PASSAGE TO READ
Start of Block
Pinky Crosses that Bridge.


Hanging in a kind of limbo as I wait to go to my call back appointment at the Breastscreen clinic tomorrow must be making me a bit nostalgic because instead of taking my usual circuit around the river this afternoon, I strolled across the footbridge and walked through the streets finding myself heading towards the house I grew up in for seventeen years or so.




Walking along the street towards the old house was a strange mix of familiarity and reminiscence. I must have walked that street thousands of times after catching the bus home from school, staring at the ground, counting my dreary steps in boredom. It seems so small now; such a short street of only about a dozen houses.

I wanted a photo of the house and fortunately when I arrived at the front there were two teenage girls playing Frisbee out the front.

They stared at the weirdly gawping woman as their Boxer hurled itself against the fence barking menacingly.

“I used to live here when I was a little girl,” I croaked, possibly coming across as the type of suspicious, peculiar old hag whose presence they should immediately alert their mother to… which of course they did.



I apologetically repeated my mantra to the mother when she came out to the gate. I’d clearly interrupted her dinner preparations.

“Were you from the Poinker family?” she enquired pleasantly.

“Yes! I was a Poinker!” I replied, happy that she knew the name of the very first owners of this house and that even though she may have lived here for twenty years it was really still OUR house.

“I dream about this house all the time!” I rabbited on. “That was my bedroom when I was a little girl.”



If some wild-eyed stranger rocked up to my front door and told me they’d once lived in my house I’d probably smile, say ‘That must have been nice for you!’ and close the door in their face; especially if I was in the middle of cooking dinner. 

But fortunately for Pinky not everyone is that grumpy and the affable Sue, invited me in to have a sticky beak around.

Everything inside the shell of the house has been completely renovated, retiled and remodelled. There was no trace of anything familiar; even Dad’s masterpiece of a pool had been renovated.

But that bedroom window I sat at staring out of hour upon hour, hoping to catch my boyfriend doing a drive-by, was still in the same spot. 

The bedroom window my sister Sam and I precariously hung out of while smoking Benson and Hedges and trying not to get caught was still in situ. 

It was the very same window sill I sat on when I was seven, waiting for my father to pull up in his work utility every night so that I’d be the first one to greet him. 

The same windows all my Daryl Braithwaite and Sherbet posters were sticky taped onto.

Then I saw another forgotten window which brought a deeply buried memory flooding back. 

                              There was no screen back in the day!

When I was about twenty years old, I arrived home after having been out partying all night. I was a horrible, selfishly thoughtless young lady and my parents, fed up with my inconsiderate ways had deliberately locked me out and gone shopping. 

My jittery hangover didn’t stop me shimmying up the drain pipe though. Hoisting myself onto the roof and squeezing my body through Mum’s bathroom window like a cockroach I managed to infiltrate the lockout.

Mum hit the roof when she arrived home and found me lying on the couch lethargically eating coffee ice cream out of the tub. 

Then, after she discovered how I’d broken in, she was incredulous.

“It’s a wonder you didn’t kill yourself, Pinky Poinker!” she fumed, with a badly disguised undercurrent of disappointment in her voice.

Hagar has broken into our house many times in a similar way over the years. Now I understand in hindsight, where he inherited his break and enter tendencies from.

So thank you to Sue for welcoming a Nosey Parker she didn't know from squat into her house and for not thinking I was casing the joint when I took photos of her bathroom window with the easy access. 

It brought back some precious memories.

Do you ever dream about the house you grew up in?
End of Block
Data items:
Start of Block
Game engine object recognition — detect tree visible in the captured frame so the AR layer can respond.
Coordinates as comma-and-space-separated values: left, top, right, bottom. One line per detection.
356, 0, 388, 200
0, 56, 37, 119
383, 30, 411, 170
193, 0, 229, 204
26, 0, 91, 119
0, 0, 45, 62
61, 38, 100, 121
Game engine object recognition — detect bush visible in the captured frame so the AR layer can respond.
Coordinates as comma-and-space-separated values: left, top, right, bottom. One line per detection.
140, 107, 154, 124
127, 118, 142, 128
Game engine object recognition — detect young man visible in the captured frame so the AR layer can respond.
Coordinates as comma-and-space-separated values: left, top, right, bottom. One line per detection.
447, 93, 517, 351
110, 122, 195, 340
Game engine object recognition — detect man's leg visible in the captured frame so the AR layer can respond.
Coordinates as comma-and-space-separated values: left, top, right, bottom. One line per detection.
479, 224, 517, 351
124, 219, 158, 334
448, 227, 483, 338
End of Block
Start of Block
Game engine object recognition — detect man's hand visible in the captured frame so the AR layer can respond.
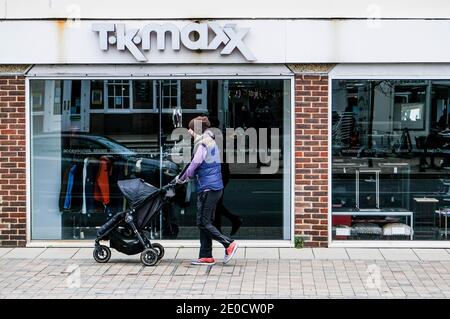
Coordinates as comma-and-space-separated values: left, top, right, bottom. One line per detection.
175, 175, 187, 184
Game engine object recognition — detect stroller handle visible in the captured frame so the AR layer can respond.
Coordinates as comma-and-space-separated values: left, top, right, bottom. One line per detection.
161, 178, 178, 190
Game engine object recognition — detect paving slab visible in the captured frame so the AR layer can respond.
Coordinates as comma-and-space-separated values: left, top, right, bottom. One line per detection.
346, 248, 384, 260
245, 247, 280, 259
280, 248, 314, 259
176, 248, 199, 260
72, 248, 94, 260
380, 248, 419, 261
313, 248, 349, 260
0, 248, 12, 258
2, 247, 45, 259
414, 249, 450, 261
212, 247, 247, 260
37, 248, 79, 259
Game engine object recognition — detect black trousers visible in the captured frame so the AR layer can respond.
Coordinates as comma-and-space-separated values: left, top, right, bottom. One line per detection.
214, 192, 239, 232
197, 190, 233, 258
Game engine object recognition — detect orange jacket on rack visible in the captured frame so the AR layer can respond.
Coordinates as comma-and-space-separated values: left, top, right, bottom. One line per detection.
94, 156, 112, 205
End of Block
Start of Block
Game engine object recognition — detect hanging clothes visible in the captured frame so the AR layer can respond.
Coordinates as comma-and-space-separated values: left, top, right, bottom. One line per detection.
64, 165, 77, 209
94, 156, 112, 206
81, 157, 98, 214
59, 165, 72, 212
End of Block
WORK TO BE COMPLETED
Answer these questions from the passage about revisiting a childhood home.
(a) Where is the writer's call back appointment?
(b) What family name did the mother ask the writer about?
(c) Through which window did the writer squeeze after being locked out?

RESPONSE TO THE EXERCISE
(a) At the Breastscreen clinic.
(b) Poinker.
(c) Mum's bathroom window.